Reproduce the lines of the listing below without any change, beginning with the line that contains "# Detect every instance of black" and continuing through the line that contains "[47,459,133,480]".

--- begin DATA ---

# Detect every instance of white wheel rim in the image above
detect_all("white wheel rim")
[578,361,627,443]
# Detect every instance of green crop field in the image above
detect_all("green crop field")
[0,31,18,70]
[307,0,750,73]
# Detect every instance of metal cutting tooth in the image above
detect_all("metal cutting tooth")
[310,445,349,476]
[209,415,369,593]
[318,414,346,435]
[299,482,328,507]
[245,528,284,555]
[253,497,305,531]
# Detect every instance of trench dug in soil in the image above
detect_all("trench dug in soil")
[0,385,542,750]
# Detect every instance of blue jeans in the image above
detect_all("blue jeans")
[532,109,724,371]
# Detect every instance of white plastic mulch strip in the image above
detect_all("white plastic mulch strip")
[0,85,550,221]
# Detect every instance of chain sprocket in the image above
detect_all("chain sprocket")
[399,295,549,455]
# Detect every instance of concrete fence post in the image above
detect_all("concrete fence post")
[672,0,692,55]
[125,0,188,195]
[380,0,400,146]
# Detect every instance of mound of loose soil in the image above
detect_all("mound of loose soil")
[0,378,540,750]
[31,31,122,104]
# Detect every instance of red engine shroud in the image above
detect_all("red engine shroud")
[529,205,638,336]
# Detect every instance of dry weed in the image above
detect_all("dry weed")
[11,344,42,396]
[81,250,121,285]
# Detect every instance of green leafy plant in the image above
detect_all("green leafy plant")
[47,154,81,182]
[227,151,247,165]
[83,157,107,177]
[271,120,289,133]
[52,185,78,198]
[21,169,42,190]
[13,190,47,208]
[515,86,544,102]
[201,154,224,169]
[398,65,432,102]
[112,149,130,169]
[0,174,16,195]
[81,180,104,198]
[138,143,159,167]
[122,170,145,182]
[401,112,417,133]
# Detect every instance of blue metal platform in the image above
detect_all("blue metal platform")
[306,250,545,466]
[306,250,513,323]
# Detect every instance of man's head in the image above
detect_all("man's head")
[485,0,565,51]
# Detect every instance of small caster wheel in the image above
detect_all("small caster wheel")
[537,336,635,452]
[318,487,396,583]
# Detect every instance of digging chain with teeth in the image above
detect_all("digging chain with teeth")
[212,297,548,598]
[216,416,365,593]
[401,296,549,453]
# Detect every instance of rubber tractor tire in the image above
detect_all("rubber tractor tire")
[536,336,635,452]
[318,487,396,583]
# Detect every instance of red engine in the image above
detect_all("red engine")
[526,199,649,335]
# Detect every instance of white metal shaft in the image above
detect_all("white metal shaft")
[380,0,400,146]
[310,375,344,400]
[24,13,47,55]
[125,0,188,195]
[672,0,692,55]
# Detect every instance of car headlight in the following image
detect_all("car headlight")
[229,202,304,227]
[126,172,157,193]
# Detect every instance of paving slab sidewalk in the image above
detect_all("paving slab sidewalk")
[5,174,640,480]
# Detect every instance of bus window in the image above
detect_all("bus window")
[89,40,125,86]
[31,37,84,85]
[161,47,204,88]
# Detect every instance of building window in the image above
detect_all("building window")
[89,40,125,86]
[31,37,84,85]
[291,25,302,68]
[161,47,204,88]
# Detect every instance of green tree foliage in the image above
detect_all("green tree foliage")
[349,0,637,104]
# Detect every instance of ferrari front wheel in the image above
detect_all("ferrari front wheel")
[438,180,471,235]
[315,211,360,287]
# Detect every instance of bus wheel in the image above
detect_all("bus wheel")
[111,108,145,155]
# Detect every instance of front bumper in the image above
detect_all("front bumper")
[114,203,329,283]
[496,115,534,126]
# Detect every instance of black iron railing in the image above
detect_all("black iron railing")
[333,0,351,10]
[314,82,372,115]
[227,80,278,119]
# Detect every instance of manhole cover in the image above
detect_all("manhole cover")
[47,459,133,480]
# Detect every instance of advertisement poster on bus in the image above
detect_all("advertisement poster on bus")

--- end DATA ---

- RESULT:
# Detect every instance of black iron railing in the image above
detect_all("black iron railing")
[333,0,351,10]
[314,82,372,115]
[227,80,278,119]
# Detect every instance of manhole cover in the image above
detect_all("manhole cover")
[47,459,133,480]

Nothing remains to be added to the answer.